### [Aim of the task]
Each record must appear in your answer exactly as it does below.

[Opening Data supplied section]

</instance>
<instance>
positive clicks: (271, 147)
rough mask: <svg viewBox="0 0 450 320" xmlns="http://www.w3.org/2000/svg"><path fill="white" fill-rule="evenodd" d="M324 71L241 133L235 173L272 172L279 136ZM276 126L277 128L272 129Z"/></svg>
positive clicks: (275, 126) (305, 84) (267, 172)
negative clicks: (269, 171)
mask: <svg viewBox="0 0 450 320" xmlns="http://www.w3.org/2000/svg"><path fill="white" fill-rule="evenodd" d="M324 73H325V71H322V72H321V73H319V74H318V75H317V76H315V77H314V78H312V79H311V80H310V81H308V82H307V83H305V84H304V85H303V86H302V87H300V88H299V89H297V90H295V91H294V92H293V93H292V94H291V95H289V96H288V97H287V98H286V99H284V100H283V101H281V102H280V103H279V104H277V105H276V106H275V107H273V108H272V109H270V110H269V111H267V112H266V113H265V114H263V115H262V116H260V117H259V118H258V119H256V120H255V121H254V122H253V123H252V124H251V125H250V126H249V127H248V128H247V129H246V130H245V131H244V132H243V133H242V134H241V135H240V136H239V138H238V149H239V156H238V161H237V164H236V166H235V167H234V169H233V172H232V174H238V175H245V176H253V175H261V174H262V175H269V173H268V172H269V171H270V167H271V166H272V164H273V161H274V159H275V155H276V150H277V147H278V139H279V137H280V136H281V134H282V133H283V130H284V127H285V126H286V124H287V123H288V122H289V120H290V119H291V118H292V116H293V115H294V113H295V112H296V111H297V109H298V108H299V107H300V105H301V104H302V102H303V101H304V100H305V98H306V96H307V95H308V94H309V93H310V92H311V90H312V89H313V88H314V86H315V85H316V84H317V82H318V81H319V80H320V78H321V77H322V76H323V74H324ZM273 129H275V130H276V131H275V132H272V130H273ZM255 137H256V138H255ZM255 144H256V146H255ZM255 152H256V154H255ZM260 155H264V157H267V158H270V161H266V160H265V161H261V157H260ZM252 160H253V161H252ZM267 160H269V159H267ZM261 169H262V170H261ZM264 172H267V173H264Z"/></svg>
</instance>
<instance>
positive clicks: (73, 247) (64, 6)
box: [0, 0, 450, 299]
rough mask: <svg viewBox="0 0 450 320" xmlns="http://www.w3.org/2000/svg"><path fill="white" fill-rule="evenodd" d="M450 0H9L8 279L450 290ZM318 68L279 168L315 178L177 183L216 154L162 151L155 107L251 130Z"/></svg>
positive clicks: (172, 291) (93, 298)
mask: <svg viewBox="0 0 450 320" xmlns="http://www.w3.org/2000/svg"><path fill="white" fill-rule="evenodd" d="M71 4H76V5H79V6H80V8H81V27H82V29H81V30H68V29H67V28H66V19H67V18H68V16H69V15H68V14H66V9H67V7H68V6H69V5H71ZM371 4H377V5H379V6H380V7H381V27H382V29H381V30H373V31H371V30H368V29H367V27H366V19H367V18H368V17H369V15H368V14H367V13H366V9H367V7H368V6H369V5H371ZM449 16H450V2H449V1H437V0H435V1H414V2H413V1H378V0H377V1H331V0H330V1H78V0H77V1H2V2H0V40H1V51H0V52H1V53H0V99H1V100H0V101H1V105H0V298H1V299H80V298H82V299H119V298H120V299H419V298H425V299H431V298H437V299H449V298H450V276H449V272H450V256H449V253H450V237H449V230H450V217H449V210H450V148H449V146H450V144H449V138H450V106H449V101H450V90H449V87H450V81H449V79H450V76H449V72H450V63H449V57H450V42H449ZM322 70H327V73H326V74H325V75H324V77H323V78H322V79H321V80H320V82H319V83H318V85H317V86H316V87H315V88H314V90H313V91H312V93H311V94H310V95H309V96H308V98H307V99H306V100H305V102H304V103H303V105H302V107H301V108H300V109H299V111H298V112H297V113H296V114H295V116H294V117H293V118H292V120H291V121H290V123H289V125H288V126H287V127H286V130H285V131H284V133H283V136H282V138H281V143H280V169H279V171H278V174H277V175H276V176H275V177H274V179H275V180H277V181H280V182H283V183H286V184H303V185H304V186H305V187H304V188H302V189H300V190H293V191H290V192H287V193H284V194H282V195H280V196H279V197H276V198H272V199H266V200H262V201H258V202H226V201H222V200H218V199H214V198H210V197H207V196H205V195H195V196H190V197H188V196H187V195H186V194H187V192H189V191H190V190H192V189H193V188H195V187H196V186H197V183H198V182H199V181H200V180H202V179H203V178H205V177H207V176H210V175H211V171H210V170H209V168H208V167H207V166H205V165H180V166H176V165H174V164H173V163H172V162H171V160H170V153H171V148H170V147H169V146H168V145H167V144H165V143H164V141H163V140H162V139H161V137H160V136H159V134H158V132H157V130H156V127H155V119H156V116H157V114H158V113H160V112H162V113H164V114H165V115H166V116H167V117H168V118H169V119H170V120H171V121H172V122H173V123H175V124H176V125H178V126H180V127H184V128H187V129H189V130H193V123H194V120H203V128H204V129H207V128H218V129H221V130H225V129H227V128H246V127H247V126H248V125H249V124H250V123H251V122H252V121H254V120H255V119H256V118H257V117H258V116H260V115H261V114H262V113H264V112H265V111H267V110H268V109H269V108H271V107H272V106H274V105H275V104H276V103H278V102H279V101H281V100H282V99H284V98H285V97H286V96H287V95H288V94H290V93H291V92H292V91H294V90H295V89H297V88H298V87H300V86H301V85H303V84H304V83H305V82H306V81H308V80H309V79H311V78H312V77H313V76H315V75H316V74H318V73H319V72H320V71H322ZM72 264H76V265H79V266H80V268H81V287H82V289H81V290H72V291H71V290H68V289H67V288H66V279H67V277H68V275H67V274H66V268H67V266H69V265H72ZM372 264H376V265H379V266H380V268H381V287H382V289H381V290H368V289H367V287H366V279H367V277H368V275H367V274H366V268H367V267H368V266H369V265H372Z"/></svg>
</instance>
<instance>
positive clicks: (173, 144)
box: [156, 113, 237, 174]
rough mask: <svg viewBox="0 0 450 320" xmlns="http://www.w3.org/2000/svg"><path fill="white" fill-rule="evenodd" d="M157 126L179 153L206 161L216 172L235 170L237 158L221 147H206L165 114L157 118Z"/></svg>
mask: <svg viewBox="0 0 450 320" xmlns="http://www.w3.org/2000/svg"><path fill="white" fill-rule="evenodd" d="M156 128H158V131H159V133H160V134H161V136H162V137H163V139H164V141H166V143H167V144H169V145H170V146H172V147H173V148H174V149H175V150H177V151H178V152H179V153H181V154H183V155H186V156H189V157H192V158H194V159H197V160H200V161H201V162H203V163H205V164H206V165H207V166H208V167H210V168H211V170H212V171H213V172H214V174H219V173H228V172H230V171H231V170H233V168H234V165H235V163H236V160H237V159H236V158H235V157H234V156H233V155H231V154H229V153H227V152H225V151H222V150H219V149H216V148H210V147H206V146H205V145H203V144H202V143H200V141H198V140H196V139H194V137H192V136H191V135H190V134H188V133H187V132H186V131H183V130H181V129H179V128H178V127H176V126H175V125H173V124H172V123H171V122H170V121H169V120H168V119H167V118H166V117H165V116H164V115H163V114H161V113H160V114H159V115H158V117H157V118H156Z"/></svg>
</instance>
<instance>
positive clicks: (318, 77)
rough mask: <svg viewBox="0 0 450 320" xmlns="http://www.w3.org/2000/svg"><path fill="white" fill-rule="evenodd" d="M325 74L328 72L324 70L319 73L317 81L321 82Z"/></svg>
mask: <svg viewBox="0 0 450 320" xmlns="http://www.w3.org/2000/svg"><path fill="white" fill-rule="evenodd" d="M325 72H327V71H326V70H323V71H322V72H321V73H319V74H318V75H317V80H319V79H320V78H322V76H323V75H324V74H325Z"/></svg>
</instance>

[Closing Data supplied section]

### [Reply]
</instance>
<instance>
positive clicks: (271, 147)
rough mask: <svg viewBox="0 0 450 320" xmlns="http://www.w3.org/2000/svg"><path fill="white" fill-rule="evenodd" d="M324 71L241 133L235 173L272 172L279 136ZM276 126L277 128L272 129Z"/></svg>
positive clicks: (275, 126) (305, 84) (267, 172)
negative clicks: (269, 171)
mask: <svg viewBox="0 0 450 320" xmlns="http://www.w3.org/2000/svg"><path fill="white" fill-rule="evenodd" d="M324 73H325V71H322V72H321V73H319V74H318V75H317V76H315V77H314V78H312V79H311V80H310V81H308V82H307V83H305V84H304V85H303V86H302V87H300V88H299V89H297V90H295V91H294V92H293V93H292V94H291V95H289V96H288V97H287V98H286V99H284V100H283V101H281V102H280V103H279V104H277V105H276V106H275V107H273V108H272V109H270V110H269V111H267V112H266V113H265V114H263V115H262V116H260V117H259V118H258V119H256V120H255V121H254V122H253V123H252V124H251V125H250V126H249V127H248V128H247V129H246V130H245V131H244V132H243V133H242V134H241V135H240V136H239V138H238V149H239V156H238V161H237V164H236V166H235V167H234V169H233V172H232V174H238V175H245V176H253V175H261V174H262V175H269V173H268V172H269V171H270V167H271V166H272V164H273V161H274V159H275V155H276V150H277V147H278V139H279V137H280V136H281V134H282V133H283V130H284V127H285V126H286V124H287V123H288V122H289V120H290V119H291V118H292V116H293V115H294V113H295V112H296V111H297V109H298V108H299V107H300V105H301V104H302V102H303V101H304V100H305V98H306V96H307V95H308V94H309V93H310V92H311V90H312V89H313V88H314V86H315V85H316V84H317V82H318V81H319V80H320V78H321V77H322V76H323V74H324ZM273 129H275V130H276V131H275V132H272V130H273ZM255 137H256V138H255ZM255 144H256V146H255ZM255 152H256V154H255ZM260 155H264V157H267V158H270V161H266V160H265V161H261V157H260ZM252 160H253V161H252ZM267 160H269V159H267ZM261 169H262V170H261ZM264 172H267V173H264Z"/></svg>
</instance>
<instance>
positive clicks: (73, 247) (64, 6)
box: [0, 0, 450, 299]
rough mask: <svg viewBox="0 0 450 320" xmlns="http://www.w3.org/2000/svg"><path fill="white" fill-rule="evenodd" d="M450 0H9L8 279L450 290ZM318 68L279 168L315 178L177 183L216 154L162 151L155 107L251 130Z"/></svg>
positive clicks: (172, 291) (93, 298)
mask: <svg viewBox="0 0 450 320" xmlns="http://www.w3.org/2000/svg"><path fill="white" fill-rule="evenodd" d="M71 4H76V5H79V6H80V8H81V27H82V29H81V30H68V29H67V28H66V19H67V18H68V16H69V15H68V14H66V9H67V7H68V6H69V5H71ZM371 4H377V5H379V6H380V7H381V27H382V29H381V30H373V31H371V30H368V29H367V27H366V19H367V18H368V17H369V15H368V14H367V13H366V9H367V7H368V6H369V5H371ZM449 16H450V2H449V1H437V0H435V1H414V2H413V1H378V0H377V1H331V0H330V1H78V0H77V1H2V2H0V40H1V51H0V52H1V53H0V99H1V100H0V101H1V105H0V298H1V299H80V298H82V299H119V298H120V299H419V298H425V299H431V298H437V299H449V298H450V276H449V272H450V256H449V253H450V237H449V230H450V217H449V210H450V148H449V146H450V144H449V138H450V106H449V101H450V90H449V87H450V81H449V79H450V76H449V72H450V63H449V57H450V42H449ZM322 70H327V73H326V74H325V75H324V77H323V78H322V79H321V80H320V82H319V83H318V85H317V86H316V87H315V88H314V90H313V91H312V93H311V94H310V95H309V96H308V98H307V99H306V100H305V102H304V103H303V105H302V107H301V108H300V109H299V111H298V112H297V113H296V114H295V116H294V117H293V118H292V120H291V121H290V123H289V125H288V126H287V127H286V130H285V131H284V133H283V136H282V138H281V143H280V169H279V171H278V174H277V175H276V176H275V177H274V179H275V180H277V181H280V182H283V183H286V184H303V185H304V186H305V187H304V188H302V189H300V190H293V191H290V192H287V193H284V194H282V195H280V196H279V197H276V198H272V199H266V200H262V201H258V202H226V201H222V200H218V199H214V198H210V197H207V196H205V195H195V196H190V197H188V196H187V195H186V194H187V192H189V191H190V190H192V189H193V188H195V187H196V186H197V183H198V182H199V181H200V180H202V179H203V178H205V177H207V176H210V175H211V171H210V170H209V168H208V167H207V166H205V165H180V166H176V165H174V164H173V163H172V162H171V160H170V153H171V148H170V147H169V146H168V145H167V144H165V143H164V141H163V140H162V139H161V137H160V136H159V134H158V132H157V130H156V127H155V119H156V116H157V114H158V113H160V112H162V113H164V114H165V115H166V116H167V117H168V118H169V119H170V120H171V121H172V122H173V123H175V124H176V125H178V126H180V127H184V128H187V129H189V130H193V123H194V120H203V128H204V129H207V128H218V129H221V130H225V129H227V128H246V127H247V126H248V125H249V124H250V123H251V122H252V121H254V120H255V119H256V118H257V117H258V116H260V115H261V114H262V113H264V112H265V111H267V110H268V109H269V108H271V107H272V106H274V105H275V104H276V103H278V102H279V101H281V100H282V99H284V98H285V97H286V96H287V95H288V94H290V93H291V92H292V91H294V90H295V89H297V88H298V87H300V86H301V85H303V84H304V83H305V82H306V81H308V80H309V79H311V78H312V77H313V76H315V75H316V74H318V73H319V72H320V71H322ZM72 264H76V265H79V266H80V268H81V287H82V289H81V290H72V291H71V290H68V289H67V288H66V279H67V277H68V275H67V274H66V268H67V266H69V265H72ZM372 264H376V265H379V266H380V268H381V287H382V289H381V290H368V289H367V287H366V279H367V277H368V275H367V274H366V268H367V267H368V266H369V265H372Z"/></svg>
</instance>
<instance>
positive clicks: (173, 144)
box: [156, 113, 237, 174]
rough mask: <svg viewBox="0 0 450 320" xmlns="http://www.w3.org/2000/svg"><path fill="white" fill-rule="evenodd" d="M157 126L179 153L206 161L216 172L235 170L237 158L221 147H206L165 114L157 118Z"/></svg>
mask: <svg viewBox="0 0 450 320" xmlns="http://www.w3.org/2000/svg"><path fill="white" fill-rule="evenodd" d="M156 128H158V131H159V133H160V134H161V136H162V137H163V139H164V141H166V143H167V144H169V145H170V146H172V147H173V148H174V149H175V150H177V151H178V152H179V153H181V154H183V155H186V156H189V157H192V158H194V159H197V160H200V161H201V162H203V163H205V164H206V165H207V166H208V167H210V168H211V170H212V171H213V172H214V174H219V173H228V172H230V171H231V170H233V168H234V165H235V163H236V160H237V159H236V158H235V157H234V156H233V155H231V154H229V153H227V152H225V151H222V150H219V149H216V148H210V147H206V146H205V145H203V144H202V143H200V141H198V140H196V139H194V137H192V136H191V135H190V134H188V133H187V132H186V131H183V130H181V129H179V128H178V127H176V126H175V125H173V124H172V123H171V122H170V121H169V120H168V119H167V118H166V117H165V116H164V115H163V114H161V113H160V114H159V115H158V117H157V118H156Z"/></svg>
</instance>
<instance>
positive clicks: (318, 77)
rough mask: <svg viewBox="0 0 450 320" xmlns="http://www.w3.org/2000/svg"><path fill="white" fill-rule="evenodd" d="M325 74L328 72L324 70L319 73L317 81L321 82Z"/></svg>
mask: <svg viewBox="0 0 450 320" xmlns="http://www.w3.org/2000/svg"><path fill="white" fill-rule="evenodd" d="M325 72H327V71H326V70H323V71H322V72H321V73H319V74H318V75H317V80H319V79H320V78H322V76H323V75H324V74H325Z"/></svg>
</instance>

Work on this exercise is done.